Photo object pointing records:
## Begin

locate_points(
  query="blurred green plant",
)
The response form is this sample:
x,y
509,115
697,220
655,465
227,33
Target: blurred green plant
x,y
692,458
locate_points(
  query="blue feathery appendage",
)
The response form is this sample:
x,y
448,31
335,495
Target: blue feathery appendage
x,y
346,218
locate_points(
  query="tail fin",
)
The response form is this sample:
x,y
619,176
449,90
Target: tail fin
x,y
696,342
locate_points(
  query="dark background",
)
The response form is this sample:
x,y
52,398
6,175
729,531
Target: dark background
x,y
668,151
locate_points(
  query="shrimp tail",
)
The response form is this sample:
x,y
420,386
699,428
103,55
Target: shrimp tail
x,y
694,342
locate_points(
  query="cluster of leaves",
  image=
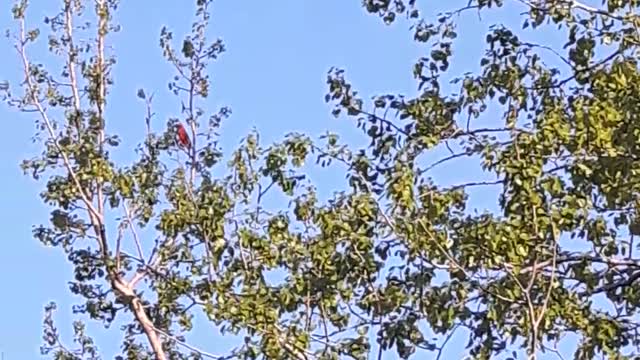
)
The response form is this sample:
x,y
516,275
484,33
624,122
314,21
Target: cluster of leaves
x,y
393,257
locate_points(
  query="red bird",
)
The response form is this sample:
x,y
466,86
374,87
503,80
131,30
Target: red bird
x,y
183,137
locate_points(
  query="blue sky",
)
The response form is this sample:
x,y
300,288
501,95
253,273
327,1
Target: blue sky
x,y
273,78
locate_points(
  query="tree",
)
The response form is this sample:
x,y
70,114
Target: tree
x,y
397,256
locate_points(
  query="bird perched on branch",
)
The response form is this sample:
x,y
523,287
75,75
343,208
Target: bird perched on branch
x,y
182,137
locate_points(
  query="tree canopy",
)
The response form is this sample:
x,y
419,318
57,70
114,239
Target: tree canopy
x,y
397,262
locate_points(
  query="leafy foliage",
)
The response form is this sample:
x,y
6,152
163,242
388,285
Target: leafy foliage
x,y
396,257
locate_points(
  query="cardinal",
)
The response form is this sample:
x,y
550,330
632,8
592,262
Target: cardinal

## End

Aim of the exercise –
Output the full set of records above without changing a word, and drop the images.

Solution for this problem –
locate_points(
  query="blurred green plant",
)
The response form is this sample:
x,y
509,115
697,220
655,465
227,33
Target: blurred green plant
x,y
692,458
locate_points(
  query="blue feathery appendage",
)
The response form is this sample:
x,y
448,31
335,495
Target: blue feathery appendage
x,y
346,218
locate_points(
  query="tail fin",
)
The response form is this sample:
x,y
619,176
449,90
Target: tail fin
x,y
696,342
locate_points(
  query="dark background",
)
The response form is this sample:
x,y
52,398
6,175
729,531
Target: dark background
x,y
668,151
locate_points(
  query="shrimp tail",
)
The response form is this sample:
x,y
420,386
699,428
103,55
Target: shrimp tail
x,y
694,342
locate_points(
  query="cluster of leaves",
  image=
)
The response form is this sample:
x,y
516,275
484,33
624,122
314,21
Target: cluster of leaves
x,y
393,257
locate_points(
  query="red bird",
)
The response form is this sample:
x,y
466,86
374,87
503,80
131,30
Target: red bird
x,y
183,137
locate_points(
  query="blue sky",
)
The response form is this sample:
x,y
300,288
501,95
253,273
327,1
Target: blue sky
x,y
273,78
locate_points(
  query="tree",
)
The response form is this sample:
x,y
70,114
Target: tree
x,y
397,256
locate_points(
  query="bird perched on branch",
)
The response form is this sample:
x,y
523,287
75,75
343,208
Target: bird perched on branch
x,y
182,137
locate_points(
  query="tree canopy",
)
The response form is this sample:
x,y
419,318
57,70
114,239
Target: tree canopy
x,y
397,262
locate_points(
  query="leafy foliage",
)
The response form is this sample:
x,y
6,152
163,242
388,285
Target: leafy foliage
x,y
396,257
locate_points(
  query="cardinal",
)
The response form is this sample:
x,y
550,330
632,8
592,262
Target: cardinal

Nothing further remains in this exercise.